#### [Given problem]
Add 78 to every coordinate in the answers and write out again all the lines of the part that opens with the line containing "Annotate every instance of the dark" and runs through the end of the rows, requests included.

Photo-based point labeling data
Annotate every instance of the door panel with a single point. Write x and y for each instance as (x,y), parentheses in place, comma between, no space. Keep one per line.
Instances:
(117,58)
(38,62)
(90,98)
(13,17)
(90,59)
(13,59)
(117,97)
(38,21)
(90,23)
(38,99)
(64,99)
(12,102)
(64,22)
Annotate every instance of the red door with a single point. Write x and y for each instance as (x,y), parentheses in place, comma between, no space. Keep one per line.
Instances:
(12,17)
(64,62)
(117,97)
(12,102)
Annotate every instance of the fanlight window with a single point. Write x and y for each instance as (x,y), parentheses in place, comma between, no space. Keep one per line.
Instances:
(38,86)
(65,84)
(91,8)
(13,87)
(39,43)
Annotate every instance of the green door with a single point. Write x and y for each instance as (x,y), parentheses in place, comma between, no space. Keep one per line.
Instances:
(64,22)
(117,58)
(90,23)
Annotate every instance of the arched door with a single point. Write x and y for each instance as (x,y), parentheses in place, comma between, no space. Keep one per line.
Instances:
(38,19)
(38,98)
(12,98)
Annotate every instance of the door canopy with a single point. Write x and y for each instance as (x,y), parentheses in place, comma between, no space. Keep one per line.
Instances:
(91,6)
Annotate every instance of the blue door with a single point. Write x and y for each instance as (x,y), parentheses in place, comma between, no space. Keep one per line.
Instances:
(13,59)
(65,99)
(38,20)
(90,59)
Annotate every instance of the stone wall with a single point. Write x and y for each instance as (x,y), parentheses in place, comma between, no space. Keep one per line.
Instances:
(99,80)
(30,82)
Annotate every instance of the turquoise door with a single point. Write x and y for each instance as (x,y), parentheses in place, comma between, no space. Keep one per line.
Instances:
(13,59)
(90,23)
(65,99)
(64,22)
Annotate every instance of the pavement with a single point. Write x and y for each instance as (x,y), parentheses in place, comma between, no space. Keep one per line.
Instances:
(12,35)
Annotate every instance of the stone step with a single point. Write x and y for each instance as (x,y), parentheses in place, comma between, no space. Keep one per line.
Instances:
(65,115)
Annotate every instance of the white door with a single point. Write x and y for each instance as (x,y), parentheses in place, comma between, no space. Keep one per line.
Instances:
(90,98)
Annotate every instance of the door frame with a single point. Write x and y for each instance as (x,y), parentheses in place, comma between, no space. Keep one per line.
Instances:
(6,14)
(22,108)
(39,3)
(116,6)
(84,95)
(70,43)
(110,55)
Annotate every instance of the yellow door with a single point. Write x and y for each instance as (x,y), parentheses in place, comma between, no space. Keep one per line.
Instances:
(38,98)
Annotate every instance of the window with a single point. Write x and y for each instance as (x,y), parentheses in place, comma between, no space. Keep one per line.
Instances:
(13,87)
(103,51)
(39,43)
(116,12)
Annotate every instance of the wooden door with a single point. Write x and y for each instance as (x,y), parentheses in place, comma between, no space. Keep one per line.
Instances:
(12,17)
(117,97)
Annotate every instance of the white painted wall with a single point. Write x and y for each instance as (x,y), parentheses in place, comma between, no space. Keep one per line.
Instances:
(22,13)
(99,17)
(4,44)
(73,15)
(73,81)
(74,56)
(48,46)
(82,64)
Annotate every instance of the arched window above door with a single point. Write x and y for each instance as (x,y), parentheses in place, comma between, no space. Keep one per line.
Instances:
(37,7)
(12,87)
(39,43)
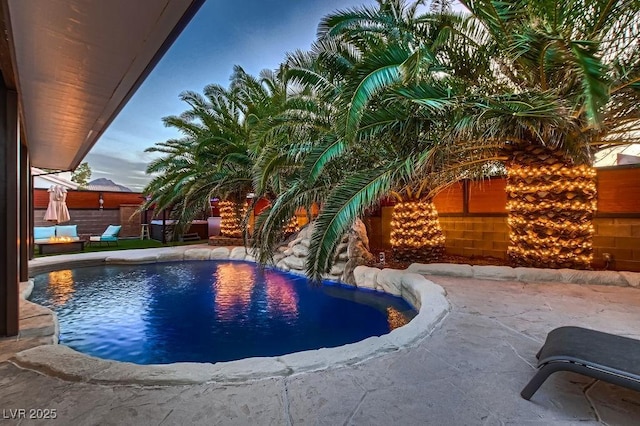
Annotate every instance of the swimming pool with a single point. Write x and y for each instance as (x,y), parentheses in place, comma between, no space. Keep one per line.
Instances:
(208,311)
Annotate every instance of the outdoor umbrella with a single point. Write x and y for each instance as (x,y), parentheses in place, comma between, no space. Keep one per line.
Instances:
(57,210)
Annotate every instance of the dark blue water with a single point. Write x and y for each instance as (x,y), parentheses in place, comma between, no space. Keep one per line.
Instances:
(208,311)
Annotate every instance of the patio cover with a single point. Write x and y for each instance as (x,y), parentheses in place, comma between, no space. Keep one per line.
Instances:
(77,62)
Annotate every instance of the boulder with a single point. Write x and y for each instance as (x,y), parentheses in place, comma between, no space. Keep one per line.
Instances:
(633,278)
(365,276)
(300,251)
(390,281)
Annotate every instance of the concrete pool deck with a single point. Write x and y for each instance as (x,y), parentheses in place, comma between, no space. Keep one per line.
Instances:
(470,370)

#### [Output for this task]
Annotate every instance of the dark blue water with a single point. Write x and y for each instance as (x,y), parentheses in place, comma between, no space. Keep one per line.
Instances:
(286,389)
Annotate every instance of the patio cover with a single point. Write x and y for each instance as (x,y), parentheses in place, comma between, no space. Keep one per line.
Instances:
(155,140)
Annotate every instance of the boulder with a single point. Write x and y for each instance as (x,y), parentheses in place, comma between, no space. Keep one per line.
Instances:
(711,356)
(443,354)
(378,329)
(468,359)
Annotate every instance of the concrete pool deck with a single point. Write x and y for each instance as (x,y), parentheses in place, comma between, no space. Keep one per line.
Instances:
(548,448)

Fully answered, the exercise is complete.